> [Stated goal]:
Reproduce only the items in the stretch from the line containing "Exercise. Mark the red eye" through the line containing "point(221, 200)", both included, with the requests unchanged. Scale every point coordinate in the answers by 2.1, rounding each result to a whole number with halves rounded up.
-- Begin --
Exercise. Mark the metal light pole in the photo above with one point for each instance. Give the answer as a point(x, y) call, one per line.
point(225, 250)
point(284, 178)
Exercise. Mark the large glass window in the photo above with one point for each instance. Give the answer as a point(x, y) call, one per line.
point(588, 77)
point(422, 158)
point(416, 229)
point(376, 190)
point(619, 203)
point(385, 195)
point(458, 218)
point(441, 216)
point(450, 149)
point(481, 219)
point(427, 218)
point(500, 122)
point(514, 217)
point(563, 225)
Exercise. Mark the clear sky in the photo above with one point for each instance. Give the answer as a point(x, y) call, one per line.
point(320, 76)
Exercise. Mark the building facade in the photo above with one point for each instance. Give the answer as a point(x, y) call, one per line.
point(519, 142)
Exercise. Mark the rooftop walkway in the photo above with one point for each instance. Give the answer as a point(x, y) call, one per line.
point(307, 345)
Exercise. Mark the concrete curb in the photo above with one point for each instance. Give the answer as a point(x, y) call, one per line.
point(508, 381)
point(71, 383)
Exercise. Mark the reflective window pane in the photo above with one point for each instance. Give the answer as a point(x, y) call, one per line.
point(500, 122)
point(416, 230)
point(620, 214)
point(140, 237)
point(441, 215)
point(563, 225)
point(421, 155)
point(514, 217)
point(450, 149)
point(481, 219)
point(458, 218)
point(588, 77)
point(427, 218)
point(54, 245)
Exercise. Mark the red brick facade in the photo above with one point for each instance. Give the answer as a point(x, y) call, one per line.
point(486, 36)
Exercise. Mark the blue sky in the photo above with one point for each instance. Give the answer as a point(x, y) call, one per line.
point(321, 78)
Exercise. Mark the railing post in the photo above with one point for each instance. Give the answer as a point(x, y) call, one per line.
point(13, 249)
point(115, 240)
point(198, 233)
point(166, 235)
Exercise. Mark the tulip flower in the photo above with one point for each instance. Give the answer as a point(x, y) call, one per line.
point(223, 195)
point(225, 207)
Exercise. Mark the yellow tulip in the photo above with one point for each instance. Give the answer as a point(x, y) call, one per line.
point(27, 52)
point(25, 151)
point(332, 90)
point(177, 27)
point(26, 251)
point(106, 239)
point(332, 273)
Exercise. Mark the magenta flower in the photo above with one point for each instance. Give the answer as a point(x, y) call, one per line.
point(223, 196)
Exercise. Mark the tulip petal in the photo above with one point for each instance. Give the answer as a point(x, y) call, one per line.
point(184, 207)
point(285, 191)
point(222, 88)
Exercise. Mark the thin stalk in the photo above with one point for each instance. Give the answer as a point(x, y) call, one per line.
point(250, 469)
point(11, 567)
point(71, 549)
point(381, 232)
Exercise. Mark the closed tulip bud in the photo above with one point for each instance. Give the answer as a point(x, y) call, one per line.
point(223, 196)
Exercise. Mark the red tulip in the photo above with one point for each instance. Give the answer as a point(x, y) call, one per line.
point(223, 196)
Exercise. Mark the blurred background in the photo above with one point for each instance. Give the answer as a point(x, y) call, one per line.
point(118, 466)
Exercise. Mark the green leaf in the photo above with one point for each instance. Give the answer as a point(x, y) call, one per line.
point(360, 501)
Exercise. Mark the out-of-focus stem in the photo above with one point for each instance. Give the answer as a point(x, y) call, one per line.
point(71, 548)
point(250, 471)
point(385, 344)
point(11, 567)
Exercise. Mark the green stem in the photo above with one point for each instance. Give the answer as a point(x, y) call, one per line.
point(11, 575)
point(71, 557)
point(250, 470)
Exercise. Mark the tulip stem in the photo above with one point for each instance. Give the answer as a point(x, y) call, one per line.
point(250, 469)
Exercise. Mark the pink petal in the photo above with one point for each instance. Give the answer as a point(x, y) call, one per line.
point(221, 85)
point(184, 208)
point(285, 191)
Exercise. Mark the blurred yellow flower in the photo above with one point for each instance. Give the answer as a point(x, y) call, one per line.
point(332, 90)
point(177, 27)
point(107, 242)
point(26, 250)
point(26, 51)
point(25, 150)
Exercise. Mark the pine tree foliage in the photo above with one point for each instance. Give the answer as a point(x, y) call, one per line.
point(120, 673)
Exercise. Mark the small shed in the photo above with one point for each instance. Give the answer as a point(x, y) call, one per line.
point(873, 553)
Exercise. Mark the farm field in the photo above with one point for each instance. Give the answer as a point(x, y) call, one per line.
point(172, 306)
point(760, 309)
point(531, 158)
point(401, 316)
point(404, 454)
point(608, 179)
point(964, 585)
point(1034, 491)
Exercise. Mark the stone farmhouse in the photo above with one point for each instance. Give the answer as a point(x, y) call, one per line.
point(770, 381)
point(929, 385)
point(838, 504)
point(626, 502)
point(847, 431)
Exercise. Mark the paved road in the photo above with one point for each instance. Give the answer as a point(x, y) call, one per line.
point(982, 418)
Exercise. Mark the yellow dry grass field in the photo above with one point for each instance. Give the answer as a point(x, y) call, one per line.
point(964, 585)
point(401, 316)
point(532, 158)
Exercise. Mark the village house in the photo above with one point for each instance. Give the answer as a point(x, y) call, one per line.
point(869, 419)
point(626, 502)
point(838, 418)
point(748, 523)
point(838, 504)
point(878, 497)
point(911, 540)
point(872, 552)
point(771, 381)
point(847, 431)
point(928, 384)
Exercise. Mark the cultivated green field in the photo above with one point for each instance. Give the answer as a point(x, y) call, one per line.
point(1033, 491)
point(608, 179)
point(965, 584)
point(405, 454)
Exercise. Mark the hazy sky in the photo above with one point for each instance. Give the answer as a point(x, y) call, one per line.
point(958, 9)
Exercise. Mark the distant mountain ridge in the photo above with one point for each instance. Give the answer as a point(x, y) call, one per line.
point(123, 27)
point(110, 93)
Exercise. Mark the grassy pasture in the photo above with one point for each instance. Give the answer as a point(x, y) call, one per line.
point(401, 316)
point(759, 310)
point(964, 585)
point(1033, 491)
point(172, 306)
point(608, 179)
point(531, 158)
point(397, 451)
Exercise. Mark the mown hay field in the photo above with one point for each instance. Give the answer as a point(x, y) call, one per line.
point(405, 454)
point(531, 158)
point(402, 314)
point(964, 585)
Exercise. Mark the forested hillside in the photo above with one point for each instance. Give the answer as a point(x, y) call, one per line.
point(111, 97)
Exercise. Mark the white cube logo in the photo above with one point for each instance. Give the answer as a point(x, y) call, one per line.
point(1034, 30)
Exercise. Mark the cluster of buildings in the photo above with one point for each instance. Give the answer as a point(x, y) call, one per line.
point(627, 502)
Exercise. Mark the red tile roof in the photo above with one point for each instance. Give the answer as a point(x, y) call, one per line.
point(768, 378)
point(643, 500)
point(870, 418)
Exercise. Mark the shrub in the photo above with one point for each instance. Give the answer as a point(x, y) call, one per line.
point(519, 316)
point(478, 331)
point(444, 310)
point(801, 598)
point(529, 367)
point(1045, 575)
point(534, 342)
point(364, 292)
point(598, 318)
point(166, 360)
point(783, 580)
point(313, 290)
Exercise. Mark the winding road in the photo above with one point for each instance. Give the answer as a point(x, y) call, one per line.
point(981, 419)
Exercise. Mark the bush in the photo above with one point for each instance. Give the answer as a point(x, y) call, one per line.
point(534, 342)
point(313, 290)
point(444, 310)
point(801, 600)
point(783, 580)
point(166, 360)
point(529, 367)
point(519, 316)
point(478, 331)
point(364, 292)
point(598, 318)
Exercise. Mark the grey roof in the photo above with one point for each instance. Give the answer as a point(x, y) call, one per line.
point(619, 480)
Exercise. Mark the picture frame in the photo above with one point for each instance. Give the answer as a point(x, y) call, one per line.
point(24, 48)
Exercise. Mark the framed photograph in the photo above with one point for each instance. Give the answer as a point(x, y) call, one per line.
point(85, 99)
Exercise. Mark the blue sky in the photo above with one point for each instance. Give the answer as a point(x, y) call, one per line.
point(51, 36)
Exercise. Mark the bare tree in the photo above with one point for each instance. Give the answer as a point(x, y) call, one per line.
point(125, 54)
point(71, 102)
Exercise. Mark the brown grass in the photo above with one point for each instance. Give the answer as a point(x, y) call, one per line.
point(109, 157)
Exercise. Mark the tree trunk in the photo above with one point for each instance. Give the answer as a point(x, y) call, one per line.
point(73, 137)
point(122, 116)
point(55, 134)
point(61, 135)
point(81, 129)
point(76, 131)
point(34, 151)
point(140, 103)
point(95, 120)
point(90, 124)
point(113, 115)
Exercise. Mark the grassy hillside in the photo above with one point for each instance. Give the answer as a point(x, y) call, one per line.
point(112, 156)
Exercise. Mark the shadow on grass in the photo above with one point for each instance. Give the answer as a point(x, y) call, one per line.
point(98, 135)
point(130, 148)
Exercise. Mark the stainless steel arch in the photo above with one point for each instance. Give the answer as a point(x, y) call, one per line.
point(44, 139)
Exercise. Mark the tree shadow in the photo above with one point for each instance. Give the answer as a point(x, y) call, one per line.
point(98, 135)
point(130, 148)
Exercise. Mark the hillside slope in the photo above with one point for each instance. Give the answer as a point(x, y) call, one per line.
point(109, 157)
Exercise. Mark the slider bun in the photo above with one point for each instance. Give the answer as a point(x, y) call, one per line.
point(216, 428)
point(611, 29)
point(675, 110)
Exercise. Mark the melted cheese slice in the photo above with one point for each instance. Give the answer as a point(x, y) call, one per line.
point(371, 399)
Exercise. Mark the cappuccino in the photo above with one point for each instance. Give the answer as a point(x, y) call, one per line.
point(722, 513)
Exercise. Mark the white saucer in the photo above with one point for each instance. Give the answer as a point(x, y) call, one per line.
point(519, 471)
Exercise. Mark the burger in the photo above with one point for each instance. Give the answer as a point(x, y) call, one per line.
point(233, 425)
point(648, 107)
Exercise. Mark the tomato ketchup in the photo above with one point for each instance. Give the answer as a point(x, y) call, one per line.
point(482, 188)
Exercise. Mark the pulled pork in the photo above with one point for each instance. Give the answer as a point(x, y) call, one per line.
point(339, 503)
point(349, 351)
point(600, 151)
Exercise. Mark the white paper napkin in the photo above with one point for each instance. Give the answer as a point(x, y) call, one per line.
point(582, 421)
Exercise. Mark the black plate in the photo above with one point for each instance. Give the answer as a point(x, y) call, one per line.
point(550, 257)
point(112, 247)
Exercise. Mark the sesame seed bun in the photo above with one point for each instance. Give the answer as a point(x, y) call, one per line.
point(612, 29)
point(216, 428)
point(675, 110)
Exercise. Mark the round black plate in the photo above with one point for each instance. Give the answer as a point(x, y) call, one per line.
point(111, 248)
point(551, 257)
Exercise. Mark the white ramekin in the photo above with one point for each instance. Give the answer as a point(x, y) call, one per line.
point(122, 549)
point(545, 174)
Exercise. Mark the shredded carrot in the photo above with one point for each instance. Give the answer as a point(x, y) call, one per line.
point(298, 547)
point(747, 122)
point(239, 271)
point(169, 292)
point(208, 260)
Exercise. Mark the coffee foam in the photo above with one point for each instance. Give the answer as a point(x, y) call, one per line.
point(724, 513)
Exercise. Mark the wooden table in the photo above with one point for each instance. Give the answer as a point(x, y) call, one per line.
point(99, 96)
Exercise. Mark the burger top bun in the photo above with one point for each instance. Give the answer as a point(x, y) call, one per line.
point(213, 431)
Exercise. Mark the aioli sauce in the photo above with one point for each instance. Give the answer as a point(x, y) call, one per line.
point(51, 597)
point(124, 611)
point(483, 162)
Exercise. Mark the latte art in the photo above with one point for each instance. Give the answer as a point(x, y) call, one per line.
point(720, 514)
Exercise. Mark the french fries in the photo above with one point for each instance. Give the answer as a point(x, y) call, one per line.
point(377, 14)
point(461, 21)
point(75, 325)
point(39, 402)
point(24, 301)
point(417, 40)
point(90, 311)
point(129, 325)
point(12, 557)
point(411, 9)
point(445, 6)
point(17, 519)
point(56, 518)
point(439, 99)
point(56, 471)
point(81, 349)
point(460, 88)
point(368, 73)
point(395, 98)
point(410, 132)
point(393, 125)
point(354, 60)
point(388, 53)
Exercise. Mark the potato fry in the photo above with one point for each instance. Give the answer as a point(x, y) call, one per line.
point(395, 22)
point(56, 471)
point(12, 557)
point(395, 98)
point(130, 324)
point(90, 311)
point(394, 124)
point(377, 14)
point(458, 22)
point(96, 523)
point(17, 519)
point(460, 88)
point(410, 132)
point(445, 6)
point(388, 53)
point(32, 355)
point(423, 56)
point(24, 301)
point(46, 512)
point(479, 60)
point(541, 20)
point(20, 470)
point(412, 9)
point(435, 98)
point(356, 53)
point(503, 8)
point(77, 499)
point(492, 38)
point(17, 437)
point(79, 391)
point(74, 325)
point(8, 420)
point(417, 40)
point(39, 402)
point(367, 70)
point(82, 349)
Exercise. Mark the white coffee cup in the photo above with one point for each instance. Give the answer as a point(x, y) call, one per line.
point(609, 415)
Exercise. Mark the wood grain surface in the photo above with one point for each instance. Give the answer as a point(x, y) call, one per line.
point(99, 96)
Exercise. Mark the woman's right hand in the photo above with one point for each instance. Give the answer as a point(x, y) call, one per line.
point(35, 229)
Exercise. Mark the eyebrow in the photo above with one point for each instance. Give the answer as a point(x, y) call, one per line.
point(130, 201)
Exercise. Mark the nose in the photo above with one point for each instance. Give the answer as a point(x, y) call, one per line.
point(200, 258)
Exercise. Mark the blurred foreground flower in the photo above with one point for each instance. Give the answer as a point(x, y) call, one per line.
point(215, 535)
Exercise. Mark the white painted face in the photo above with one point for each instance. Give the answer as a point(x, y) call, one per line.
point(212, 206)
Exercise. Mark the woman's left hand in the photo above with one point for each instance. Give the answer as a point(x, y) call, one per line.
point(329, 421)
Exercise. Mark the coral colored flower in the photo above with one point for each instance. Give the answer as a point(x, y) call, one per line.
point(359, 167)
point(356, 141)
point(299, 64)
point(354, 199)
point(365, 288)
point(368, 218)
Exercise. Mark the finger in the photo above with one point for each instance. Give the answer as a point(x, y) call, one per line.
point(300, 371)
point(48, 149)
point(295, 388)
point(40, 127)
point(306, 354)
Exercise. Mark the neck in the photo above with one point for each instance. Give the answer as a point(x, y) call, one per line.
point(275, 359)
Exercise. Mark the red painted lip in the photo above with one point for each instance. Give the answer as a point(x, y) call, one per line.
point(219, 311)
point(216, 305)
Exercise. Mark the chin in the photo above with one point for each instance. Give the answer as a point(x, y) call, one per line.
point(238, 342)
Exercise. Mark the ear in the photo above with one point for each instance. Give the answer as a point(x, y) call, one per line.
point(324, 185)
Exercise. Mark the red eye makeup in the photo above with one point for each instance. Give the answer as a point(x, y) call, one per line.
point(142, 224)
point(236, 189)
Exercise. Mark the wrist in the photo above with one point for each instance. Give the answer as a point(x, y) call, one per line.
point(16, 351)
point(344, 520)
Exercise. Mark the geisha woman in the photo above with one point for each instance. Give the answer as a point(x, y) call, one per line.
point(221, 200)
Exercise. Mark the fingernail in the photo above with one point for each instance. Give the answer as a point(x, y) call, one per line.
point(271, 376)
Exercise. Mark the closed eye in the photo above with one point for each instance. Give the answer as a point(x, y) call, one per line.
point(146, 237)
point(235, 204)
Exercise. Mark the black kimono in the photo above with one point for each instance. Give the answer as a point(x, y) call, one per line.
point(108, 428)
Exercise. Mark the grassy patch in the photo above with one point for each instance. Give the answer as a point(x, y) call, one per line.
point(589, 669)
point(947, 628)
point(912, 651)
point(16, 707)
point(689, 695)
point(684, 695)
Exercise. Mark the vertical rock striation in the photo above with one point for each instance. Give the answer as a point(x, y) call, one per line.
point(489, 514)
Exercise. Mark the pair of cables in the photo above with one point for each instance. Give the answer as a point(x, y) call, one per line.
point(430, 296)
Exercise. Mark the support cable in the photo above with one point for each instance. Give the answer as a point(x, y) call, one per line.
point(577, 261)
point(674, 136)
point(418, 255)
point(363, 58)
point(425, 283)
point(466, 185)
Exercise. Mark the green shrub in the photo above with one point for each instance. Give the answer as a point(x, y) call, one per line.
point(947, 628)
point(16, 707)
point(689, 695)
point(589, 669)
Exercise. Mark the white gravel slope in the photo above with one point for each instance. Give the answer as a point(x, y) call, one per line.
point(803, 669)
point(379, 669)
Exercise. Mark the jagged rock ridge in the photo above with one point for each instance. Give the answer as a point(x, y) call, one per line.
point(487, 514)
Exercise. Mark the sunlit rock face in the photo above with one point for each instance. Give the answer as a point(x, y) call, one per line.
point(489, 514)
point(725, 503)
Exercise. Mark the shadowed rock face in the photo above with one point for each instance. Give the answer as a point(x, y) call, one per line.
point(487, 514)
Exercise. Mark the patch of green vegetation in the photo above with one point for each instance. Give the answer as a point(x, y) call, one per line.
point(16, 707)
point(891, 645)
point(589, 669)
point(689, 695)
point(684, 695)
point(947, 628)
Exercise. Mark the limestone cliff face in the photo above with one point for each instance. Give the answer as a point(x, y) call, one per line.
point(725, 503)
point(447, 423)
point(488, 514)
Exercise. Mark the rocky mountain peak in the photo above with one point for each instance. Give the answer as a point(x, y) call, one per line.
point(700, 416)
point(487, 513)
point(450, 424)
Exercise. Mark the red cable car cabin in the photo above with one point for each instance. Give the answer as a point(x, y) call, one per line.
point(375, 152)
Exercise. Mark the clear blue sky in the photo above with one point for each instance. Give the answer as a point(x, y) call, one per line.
-- End --
> [Task answer]:
Exercise. Mark the red eye makeup in the photo above with one point for each instance. Give the answer as a point(x, y) call, one per line.
point(298, 470)
point(496, 397)
Exercise. Mark the wrist in the photo above with one point for each instance. Give the answer as a point(x, y) call, one per line.
point(34, 737)
point(722, 1092)
Exercise. Mark the geisha woman in the photo above with one point for each instance. Give the answer as a point(x, y) call, one per line.
point(464, 420)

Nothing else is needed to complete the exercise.